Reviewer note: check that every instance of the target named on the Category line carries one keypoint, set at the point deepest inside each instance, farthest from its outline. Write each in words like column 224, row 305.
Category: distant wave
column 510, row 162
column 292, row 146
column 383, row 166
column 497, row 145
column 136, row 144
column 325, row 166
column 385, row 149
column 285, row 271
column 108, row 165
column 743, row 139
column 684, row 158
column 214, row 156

________________

Copy all of the lines above word for word, without changing anything.

Reviewer note: check that every instance of the target named on the Category line carries one keypoint, set at the point deepest inside each instance, farthest from its outline. Write each in words like column 224, row 305.
Category: distant wave
column 510, row 162
column 292, row 146
column 383, row 166
column 497, row 145
column 136, row 144
column 325, row 166
column 385, row 149
column 285, row 271
column 108, row 165
column 743, row 139
column 684, row 158
column 214, row 156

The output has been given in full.